Entries for pointing at labeled objects
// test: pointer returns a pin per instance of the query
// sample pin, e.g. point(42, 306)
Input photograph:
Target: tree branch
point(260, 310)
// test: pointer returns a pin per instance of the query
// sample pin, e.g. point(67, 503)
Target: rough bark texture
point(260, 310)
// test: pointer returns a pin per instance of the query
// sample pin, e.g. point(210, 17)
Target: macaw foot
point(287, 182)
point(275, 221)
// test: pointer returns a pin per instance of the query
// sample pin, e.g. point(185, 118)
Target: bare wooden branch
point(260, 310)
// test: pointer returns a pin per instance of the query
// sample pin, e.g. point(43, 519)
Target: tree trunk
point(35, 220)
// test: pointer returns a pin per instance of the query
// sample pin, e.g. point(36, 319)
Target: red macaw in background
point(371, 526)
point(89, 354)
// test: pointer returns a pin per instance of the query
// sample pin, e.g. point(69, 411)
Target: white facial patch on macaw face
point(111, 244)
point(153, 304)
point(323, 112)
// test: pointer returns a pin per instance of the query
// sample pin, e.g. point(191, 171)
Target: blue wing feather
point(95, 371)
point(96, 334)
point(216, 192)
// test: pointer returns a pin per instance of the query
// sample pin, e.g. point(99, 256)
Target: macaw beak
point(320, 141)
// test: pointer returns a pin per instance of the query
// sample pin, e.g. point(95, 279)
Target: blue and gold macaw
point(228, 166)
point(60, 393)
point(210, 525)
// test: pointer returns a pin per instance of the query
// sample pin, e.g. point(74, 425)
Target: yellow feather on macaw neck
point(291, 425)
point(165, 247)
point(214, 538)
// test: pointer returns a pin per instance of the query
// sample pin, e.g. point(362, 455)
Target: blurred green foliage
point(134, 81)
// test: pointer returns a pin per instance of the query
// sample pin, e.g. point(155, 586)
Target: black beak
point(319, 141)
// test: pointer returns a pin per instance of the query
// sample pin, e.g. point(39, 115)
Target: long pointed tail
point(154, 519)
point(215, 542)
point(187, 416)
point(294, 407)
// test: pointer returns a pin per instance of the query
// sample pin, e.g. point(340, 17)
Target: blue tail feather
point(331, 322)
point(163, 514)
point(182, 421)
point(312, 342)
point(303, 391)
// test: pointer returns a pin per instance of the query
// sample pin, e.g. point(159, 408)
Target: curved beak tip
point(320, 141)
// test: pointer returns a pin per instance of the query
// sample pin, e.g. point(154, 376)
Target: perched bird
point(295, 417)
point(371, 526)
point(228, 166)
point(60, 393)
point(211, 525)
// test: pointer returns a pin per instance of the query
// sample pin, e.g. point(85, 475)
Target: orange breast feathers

GIVEN EXERCISE:
Copy the entire listing above word for word, from its first line to its last.

PROBLEM SOLUTION:
// test: pointer returns a pin per instance of the query
// sample pin, e.g. point(42, 306)
Input photograph:
Target: tree branch
point(260, 310)
// test: pointer returns a pin per instance of the query
// sample pin, e.g. point(67, 503)
Target: rough bark texture
point(260, 310)
// test: pointer returns a pin per instance of the query
// sample pin, e.g. point(210, 17)
Target: macaw foot
point(287, 182)
point(275, 221)
// test: pointer returns a pin per instance of the query
// sample pin, e.g. point(185, 118)
Target: bare wooden branch
point(260, 310)
// test: pointer returns a pin per instance of the query
// sample pin, e.g. point(43, 519)
Target: tree trunk
point(35, 220)
// test: pointer returns a pin per instance of the query
// sample pin, e.g. point(36, 319)
Target: red macaw in background
point(371, 526)
point(89, 354)
// test: pointer returns a pin per instance of the query
// sample pin, e.g. point(69, 411)
Target: white facial patch on macaw face
point(111, 244)
point(153, 304)
point(323, 112)
// test: pointer returns a pin per instance of the query
// sample pin, e.g. point(191, 171)
Target: blue wing feather
point(95, 371)
point(96, 334)
point(216, 192)
// test: pointer returns a pin per instance of the query
// sample pin, e.g. point(99, 256)
Target: macaw beak
point(320, 141)
// test: pointer returns a pin per instance of the query
// sample pin, e.g. point(95, 279)
Target: blue and gold macaw
point(228, 166)
point(60, 393)
point(210, 525)
// test: pointer returns a pin per instance of the query
// sample pin, e.g. point(74, 425)
Target: yellow feather on macaw neck
point(291, 425)
point(165, 247)
point(214, 538)
// test: pointer returns a pin per instance of the query
// sample pin, e.g. point(362, 455)
Target: blurred green foliage
point(134, 81)
// test: pointer returns a pin per instance of the query
// sample pin, e.g. point(155, 586)
Target: black beak
point(319, 141)
// test: pointer returns a pin per instance of the query
// sample pin, e.g. point(39, 115)
Target: long pointed tail
point(154, 519)
point(215, 542)
point(187, 416)
point(294, 407)
// test: pointer returns a pin per instance of the query
// sample pin, e.g. point(340, 17)
Target: blue tail feather
point(331, 322)
point(163, 514)
point(182, 421)
point(312, 342)
point(303, 391)
// test: pointer returns a pin per instance of the query
// sample pin, e.g. point(159, 408)
Target: curved beak tip
point(320, 141)
// test: pointer returns a pin per instance of the query
// sample pin, e.g. point(154, 376)
Target: perched bird
point(295, 417)
point(371, 526)
point(228, 166)
point(60, 393)
point(211, 525)
// test: pointer returns a pin per instance of the query
// sample pin, e.g. point(85, 475)
Target: orange breast feathers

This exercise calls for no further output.